## SOURCE
Nick has a tendency to run at the mouth while he's thinking; Brandon, in contrast, is more of a listener. Even when it might seem like some kind of bizarre info-dump, it's not; Buchanan skillfully characterizes them even in simple apparently-filler dialogue like this (while at the same time totally stoking my geek side). Nick's a goth, and he’s geeky, and he’s restoring a classic cadillac-hearse, what's not to love? And, incidentally, not all the cops are assholes and some of them turn out to be decent people, the mystery does take a bit to unravel, the foreshadowing is handled nicely, the interpersonal is conflicted (as makes sense when one-half is way in the closet). Kept me up all night reading, and not because I was skimming, either.
CRAIG Jamie - Brindisi Bedfellows
contemporary m/m broken-hearted lover messes around with ex’s best friend, hijinks ensue, etc.
Well, there’s sort of a conflict. Mostly interpersonal. Believable, relatively enjoyable. Got more bored towards the end, since the tension was gone for me by that point (above and beyond the “you know they’ll get together”) although the author does hold out a bit longer, but even that’s believeable between the two characters. All in all, not a major page-turner but kept me adequately entertained.
FIDDLER Angela - Pulse
SFF m/m paranormal, strange dreams, possession, ghosts, spirits... and stuff.
Well, a long way from the lukewarm reception I gave Fiddler’s earlier work, Castoffs. There’s a certain snark Fiddler allows her strangely-mystical, more than a bit mysterious, street-boy-turned-something, mixed up in the paranormal, love interest (or something), Gregory. Given the story’s set up and Gregory’s ability to move through the spirit world to move through reality, he’d be way too much of a cipher if Fiddler didn’t give him quirks. Chris is the story’s predominant protagonist (though it’s not entirely in his POV), and he’s also a cop; through a series of nicely and slowly revealed ties, the two are linked to a preacher-man determined to keep Gregory for himself. Stalker plus paranormal. Anyway, the morning after Gregory arrives in the cop’s apartment despite the locked doors and apartment security...
Gregory was naked. And cooking bacon. Chris came up behind him and put his hands over Gregory’s hips. “I love a man who lives dangerously,” he whispered into Gregory’s ear.Fiddler lets Gregory come out with these lines that are so completely unexpected you can’t help but laugh (well, I couldn’t). So often, such follows scenes so serious, so strangely mystical and/or incomprehensible, and add in that Chris is more often in the dark as to how/what than not, that the unexpected levity saves the story (and the character) from toppling over into self-importance.
Gregory waved his hands over the splash guard on the frying pan. “And I love a man who has a well organized kitchen.”

## CHALLENGES
A. In the book reviews, what is Nick restoring?
B. Extract, word for word, the stretch of the book reviews from "Nick has a tendency" through "was skimming, either.".

## GIVEN DATA
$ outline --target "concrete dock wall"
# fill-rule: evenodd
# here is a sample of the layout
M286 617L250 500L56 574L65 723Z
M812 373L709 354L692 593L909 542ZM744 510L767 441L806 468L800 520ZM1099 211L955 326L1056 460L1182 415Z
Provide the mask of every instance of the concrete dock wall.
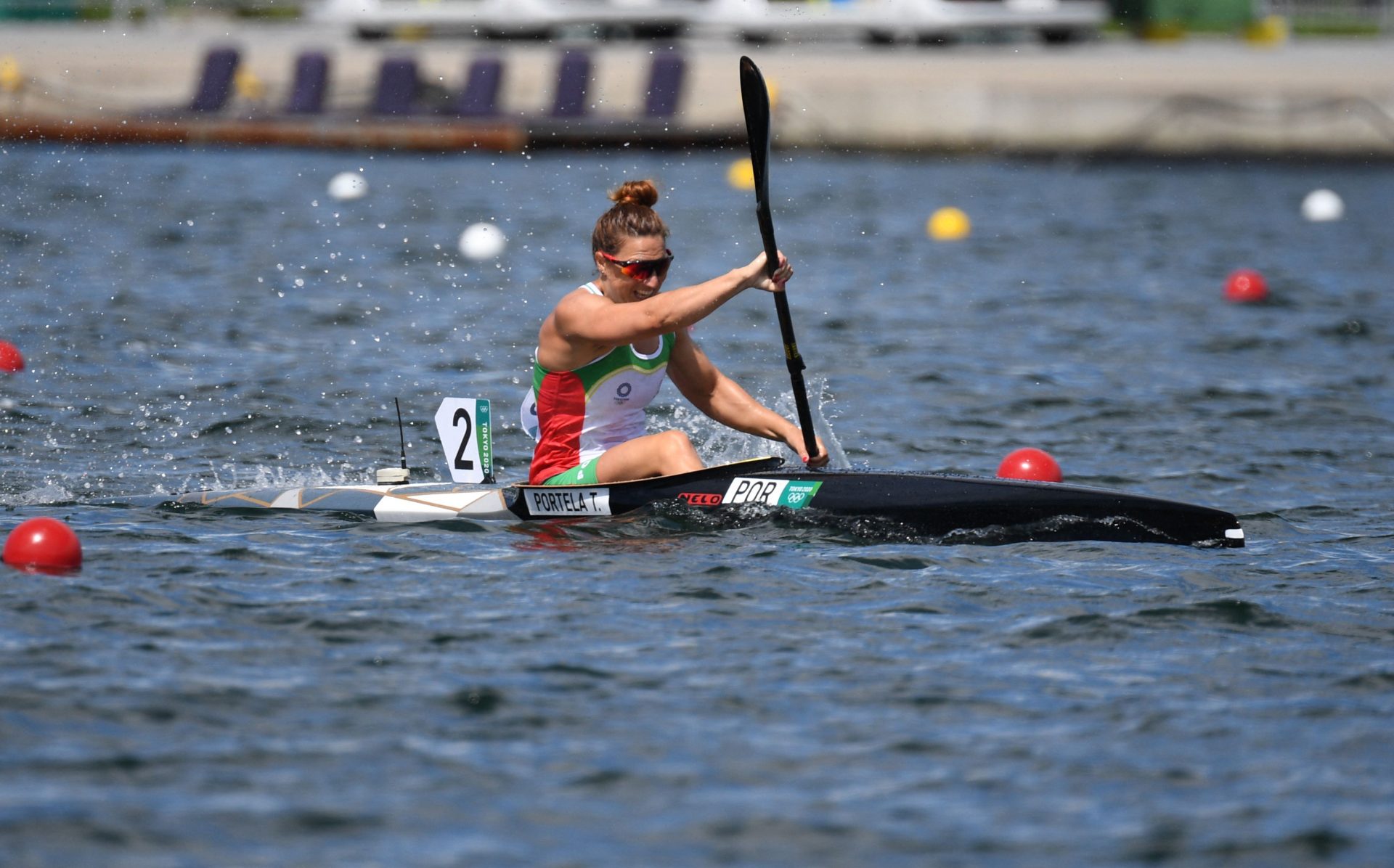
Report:
M361 42L326 25L162 21L0 26L0 59L22 75L0 89L7 118L123 120L187 106L205 53L234 46L261 86L223 113L275 114L298 53L330 57L326 111L362 113L385 57L410 56L441 92L463 86L468 61L505 61L503 120L545 113L562 47L537 43ZM654 46L584 46L594 59L591 116L623 123L644 99ZM776 89L776 144L1018 153L1257 153L1342 159L1394 156L1394 42L1232 38L1178 43L1103 39L949 49L850 43L680 46L687 75L671 127L739 130L736 60L749 53ZM573 144L584 145L584 130ZM640 142L636 142L640 144Z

## SOLUTIONS PER TASK
A. A classic cadillac-hearse.

B.
Nick has a tendency to run at the mouth while he's thinking; Brandon, in contrast, is more of a listener. Even when it might seem like some kind of bizarre info-dump, it's not; Buchanan skillfully characterizes them even in simple apparently-filler dialogue like this (while at the same time totally stoking my geek side). Nick's a goth, and he’s geeky, and he’s restoring a classic cadillac-hearse, what's not to love? And, incidentally, not all the cops are assholes and some of them turn out to be decent people, the mystery does take a bit to unravel, the foreshadowing is handled nicely, the interpersonal is conflicted (as makes sense when one-half is way in the closet). Kept me up all night reading, and not because I was skimming, either.